Dataset records:
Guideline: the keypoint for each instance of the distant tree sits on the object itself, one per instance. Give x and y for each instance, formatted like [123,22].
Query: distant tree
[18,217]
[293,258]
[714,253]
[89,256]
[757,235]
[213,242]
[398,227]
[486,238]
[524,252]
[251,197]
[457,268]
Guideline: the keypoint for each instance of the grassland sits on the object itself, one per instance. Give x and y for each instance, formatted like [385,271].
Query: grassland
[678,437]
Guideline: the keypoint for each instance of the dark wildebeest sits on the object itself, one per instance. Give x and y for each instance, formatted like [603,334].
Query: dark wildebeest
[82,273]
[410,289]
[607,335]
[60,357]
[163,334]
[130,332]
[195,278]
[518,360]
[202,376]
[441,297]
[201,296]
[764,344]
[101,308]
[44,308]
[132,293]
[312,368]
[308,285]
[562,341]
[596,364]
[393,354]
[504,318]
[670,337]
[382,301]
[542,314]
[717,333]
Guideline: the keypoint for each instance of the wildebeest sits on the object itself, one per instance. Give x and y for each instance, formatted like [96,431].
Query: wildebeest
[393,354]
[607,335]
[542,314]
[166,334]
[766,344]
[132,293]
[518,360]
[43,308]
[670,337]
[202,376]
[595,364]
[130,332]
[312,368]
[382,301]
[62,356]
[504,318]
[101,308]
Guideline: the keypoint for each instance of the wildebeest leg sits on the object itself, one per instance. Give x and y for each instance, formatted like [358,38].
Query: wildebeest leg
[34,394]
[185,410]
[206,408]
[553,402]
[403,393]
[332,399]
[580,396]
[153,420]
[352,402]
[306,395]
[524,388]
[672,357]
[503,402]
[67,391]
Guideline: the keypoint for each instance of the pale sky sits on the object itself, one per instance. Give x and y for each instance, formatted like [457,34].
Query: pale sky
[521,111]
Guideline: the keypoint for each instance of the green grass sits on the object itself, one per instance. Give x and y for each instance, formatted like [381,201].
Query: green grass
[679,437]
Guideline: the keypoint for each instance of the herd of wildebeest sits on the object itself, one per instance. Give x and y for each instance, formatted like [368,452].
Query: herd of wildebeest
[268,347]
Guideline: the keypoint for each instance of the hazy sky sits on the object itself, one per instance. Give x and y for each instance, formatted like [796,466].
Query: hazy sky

Task directions: In the records above, which lines hold the string "hazy"? Copy each one.

Task answer:
Guideline: the keypoint for each instance of the hazy sky sits on the object itself, one per instance. Give x and y for each instance, formatted like [796,466].
Query: hazy sky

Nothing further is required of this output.